---------- TEXTO DO DOCUMENTO ----------
Algumas estratégias para evitar conduta danosa de se classificar ou atribuir ao outro essas características, prejudicando o relacionamento. Nem sempre a culpa é do outro

Pergunta: Minha parceira de três anos e eu caímos em um padrão exaustivo de discussões. Ela regularmente me diz que faço um trabalho terrível para fazê-la se sentir amada, então sinto que estou constantemente pisando em ovos em todas as nossas interações. Mas, quando esclareço que me sinto ansioso perto dela devido às críticas constantes, ela explode, e me diz que eu sempre me faço de vítima, mesmo quanto a machuco. Como podemos sair desse ciclo de ‘vilão-vítima’ quando ambos, genuinamente, acreditamos ser o parceiro que nos prejudicou?
Esta
pergunta de um paciente pode tocar aqueles que já se sentiram feridos em um
relacionamento (o que, é claro, é o caso
de todos nós). Quando nos sentimos
magoados pelo outro, o cérebro não apenas processa a dor —ele se torna diretor
de elenco, fazendo audições para os dois papéis principais: a vítima inocente e
o vilão impiedoso. Os cientistas sociais chamam isso de classificação moral.
A
maioria das pessoas está familiarizada com a ideia de tipificação na indústria
do entretenimento. Se você visse o ator Daniel Radcliffe na rua, seu cérebro
gritaria: ‘Harry Potter!’.
----------
_O QUE FAZER_
[A] De acordo com o texto sobre conflitos em relacionamentos, que nome os cientistas sociais dão ao processo em que o cérebro distribui os papéis de vítima inocente e vilão impiedoso?
[B] Traduza para o inglês a seguinte frase do texto sobre conflitos em relacionamentos: "Se você visse o ator Daniel Radcliffe na rua, seu cérebro gritaria: ‘Harry Potter!’."
[C] Dê prosseguimento ao texto sobre conflitos em relacionamentos, começando logo após a última frase apresentada.
---------- EXTRATO DE DADOS ----------
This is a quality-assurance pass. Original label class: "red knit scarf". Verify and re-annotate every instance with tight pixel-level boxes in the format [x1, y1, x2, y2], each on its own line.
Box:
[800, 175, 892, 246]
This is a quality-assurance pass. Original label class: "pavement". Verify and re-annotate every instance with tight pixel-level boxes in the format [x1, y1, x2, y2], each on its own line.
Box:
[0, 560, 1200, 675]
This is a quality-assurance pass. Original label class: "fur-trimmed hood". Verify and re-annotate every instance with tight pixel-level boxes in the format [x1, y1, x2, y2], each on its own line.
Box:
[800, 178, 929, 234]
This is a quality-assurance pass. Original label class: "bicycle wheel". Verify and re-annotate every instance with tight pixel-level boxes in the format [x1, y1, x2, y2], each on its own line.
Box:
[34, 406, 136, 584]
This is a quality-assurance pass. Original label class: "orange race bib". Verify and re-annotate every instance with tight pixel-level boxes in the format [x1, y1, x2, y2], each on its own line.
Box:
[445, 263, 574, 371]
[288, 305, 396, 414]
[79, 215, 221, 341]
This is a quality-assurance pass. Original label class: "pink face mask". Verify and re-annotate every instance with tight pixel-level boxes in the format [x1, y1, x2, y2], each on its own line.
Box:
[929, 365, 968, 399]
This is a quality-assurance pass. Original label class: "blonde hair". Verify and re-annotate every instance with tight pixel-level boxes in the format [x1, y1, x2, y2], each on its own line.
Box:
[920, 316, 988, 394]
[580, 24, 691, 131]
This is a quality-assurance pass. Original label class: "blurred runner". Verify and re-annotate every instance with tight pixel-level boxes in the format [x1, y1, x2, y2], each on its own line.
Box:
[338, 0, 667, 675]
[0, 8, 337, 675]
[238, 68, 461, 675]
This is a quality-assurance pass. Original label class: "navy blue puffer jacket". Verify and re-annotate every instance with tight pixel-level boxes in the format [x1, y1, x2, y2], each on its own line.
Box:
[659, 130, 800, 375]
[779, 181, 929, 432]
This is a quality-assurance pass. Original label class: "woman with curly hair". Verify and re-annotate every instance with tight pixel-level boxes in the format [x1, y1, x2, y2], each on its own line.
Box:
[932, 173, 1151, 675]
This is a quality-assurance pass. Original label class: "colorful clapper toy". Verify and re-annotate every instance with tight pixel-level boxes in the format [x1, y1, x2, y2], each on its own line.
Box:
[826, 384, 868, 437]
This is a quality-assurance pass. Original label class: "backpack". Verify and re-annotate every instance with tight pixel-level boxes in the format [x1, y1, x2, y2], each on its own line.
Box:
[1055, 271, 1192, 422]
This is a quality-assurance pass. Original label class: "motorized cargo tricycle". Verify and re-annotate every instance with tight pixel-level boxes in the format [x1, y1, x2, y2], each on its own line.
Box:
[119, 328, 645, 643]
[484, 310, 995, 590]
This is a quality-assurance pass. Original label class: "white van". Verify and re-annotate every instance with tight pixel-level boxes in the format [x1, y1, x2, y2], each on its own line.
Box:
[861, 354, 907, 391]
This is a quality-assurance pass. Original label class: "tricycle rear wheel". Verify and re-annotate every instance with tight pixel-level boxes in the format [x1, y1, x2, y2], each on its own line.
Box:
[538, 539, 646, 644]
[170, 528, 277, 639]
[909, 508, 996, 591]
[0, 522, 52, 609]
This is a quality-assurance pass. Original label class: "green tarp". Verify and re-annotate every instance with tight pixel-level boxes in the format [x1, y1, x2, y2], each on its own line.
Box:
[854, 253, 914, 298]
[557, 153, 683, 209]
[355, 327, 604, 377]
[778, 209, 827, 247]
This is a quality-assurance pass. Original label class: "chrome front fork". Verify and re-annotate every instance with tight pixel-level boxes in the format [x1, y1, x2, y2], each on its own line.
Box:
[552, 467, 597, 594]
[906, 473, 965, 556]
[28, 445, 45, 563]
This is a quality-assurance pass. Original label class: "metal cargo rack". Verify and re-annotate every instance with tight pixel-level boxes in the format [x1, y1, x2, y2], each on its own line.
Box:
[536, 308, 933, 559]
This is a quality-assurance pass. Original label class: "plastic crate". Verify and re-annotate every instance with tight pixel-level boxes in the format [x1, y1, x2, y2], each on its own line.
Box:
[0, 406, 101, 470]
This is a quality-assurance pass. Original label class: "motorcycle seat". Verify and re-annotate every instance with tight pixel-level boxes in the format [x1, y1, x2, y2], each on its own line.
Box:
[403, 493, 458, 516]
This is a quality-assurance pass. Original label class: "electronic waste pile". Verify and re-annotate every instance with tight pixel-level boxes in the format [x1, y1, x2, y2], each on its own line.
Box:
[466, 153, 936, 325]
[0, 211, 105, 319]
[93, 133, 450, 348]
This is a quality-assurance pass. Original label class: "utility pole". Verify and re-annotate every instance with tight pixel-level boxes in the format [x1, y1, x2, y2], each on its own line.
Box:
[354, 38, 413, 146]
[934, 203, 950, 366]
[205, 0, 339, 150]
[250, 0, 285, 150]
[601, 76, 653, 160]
----------
_EM RESPOSTA_
[A] Classificação moral.

[B] If you saw the actor Daniel Radcliffe on the street, your brain would shout: "Harry Potter!"

[C]
Como
Kurt Gray, professor de psicologia e neurociência da Universidade da Carolina
do Norte em Chapel Hill, e autor do livro ‘Outraged’, me explicou: ‘A
moralidade funciona da mesma forma, exceto que, em vez de bruxos, vemos alguém
apenas como um vilão, ou apenas como uma vítima’.
A
pesquisa de Gray revela algo mais sobre esse atalho mental de classificação.
Quando classificamos alguém como vilão, não apenas o rotulamos como mau —mas também
o vemos, subconscientemente, como incapaz de experimentar sofrimento. Enquanto
isso, vemos as vítimas como incapazes de causar danos, mas também existindo, em
grande parte, como atores passivos, incapazes de alterar resultados. Assim, os
vilões são os maus atores, enquanto as vítimas são puras, mas impotentes.
Raramente
atribuímos a nós mesmos o papel de vilão. Quando estamos sofrendo em nossos
relacionamentos, tendemos reflexivamente a nos atribuir o papel de protagonista
inocente. E, quase instintivamente, colocamos a outra pessoa no papel do
antagonista responsável por toda a nossa dor.
Nesse
entendimento, podemos facilmente desconsiderar, e auto justificar qualquer dano
que causamos —mesmo que não intencionalmente. Paralelamente, podemos descartar
qualquer sofrimento que o outro indivíduo possa estar experimentando.
Essa
classificação mental oferece o conforto da simplicidade. Dinâmicas complexas de
relacionamento são destiladas em uma narrativa direta que nos absolve de
responsabilidade. Mas, essa simplicidade tem um preço alto: quando não podemos
reconhecer a dor da outra pessoa, ou dar nossa contribuição para solução do
problema, uma conversa significativa se torna quase impossível.
Mas,
em praticamente todas as dinâmicas de relacionamento, cada pessoa tem a
capacidade de sofrer, e cada pessoa faz contribuições, mesmo que não em igual
medida.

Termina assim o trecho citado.